REQUIREMENT: Search the data for the string "rock" and copy each line in which it appears.

DATASET ENTRIES:
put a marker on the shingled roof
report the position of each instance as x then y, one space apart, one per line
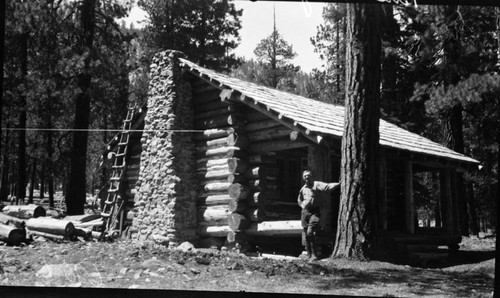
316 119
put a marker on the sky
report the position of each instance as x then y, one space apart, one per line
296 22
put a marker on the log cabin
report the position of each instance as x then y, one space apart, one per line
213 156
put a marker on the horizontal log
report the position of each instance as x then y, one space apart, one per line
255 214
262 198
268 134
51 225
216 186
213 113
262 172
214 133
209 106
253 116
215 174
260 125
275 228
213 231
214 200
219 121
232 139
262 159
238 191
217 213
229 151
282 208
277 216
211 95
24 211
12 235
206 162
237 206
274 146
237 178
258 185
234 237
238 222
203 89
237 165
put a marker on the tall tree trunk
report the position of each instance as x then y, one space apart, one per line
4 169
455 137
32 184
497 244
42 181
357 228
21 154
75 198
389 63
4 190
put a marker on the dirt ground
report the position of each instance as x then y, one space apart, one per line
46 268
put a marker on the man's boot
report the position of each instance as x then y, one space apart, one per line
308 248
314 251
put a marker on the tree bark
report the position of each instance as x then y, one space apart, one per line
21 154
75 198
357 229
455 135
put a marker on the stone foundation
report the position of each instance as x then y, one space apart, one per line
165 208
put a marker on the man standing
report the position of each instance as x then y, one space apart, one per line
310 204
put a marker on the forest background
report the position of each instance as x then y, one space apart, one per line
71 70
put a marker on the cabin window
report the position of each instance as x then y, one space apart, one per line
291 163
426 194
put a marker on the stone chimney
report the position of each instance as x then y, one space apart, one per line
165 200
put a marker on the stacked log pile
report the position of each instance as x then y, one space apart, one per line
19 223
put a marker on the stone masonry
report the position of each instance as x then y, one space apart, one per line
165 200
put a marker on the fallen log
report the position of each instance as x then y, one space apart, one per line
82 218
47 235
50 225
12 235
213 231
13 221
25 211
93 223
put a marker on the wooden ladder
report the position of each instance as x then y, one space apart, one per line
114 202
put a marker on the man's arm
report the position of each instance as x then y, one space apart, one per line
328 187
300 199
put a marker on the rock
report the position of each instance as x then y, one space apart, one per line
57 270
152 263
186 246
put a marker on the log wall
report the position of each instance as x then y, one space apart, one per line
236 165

...

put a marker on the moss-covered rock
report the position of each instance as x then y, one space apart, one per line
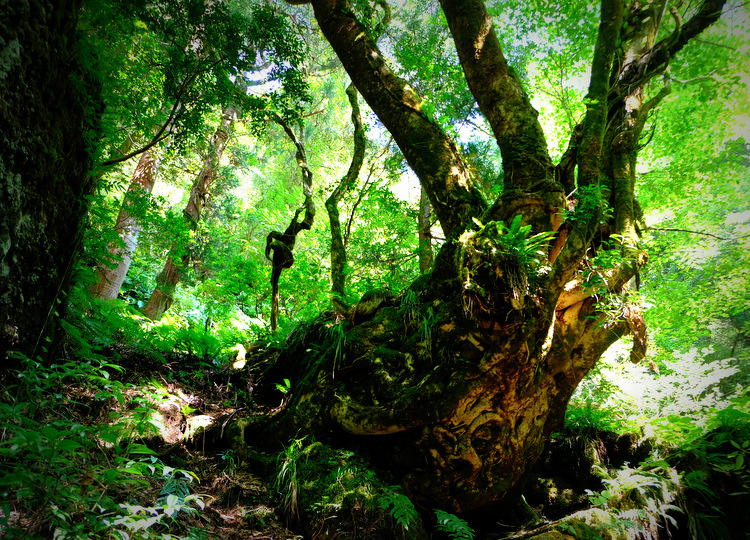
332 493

TASK ANSWER:
put a marker on the rock
put a marker on the moss-covered rock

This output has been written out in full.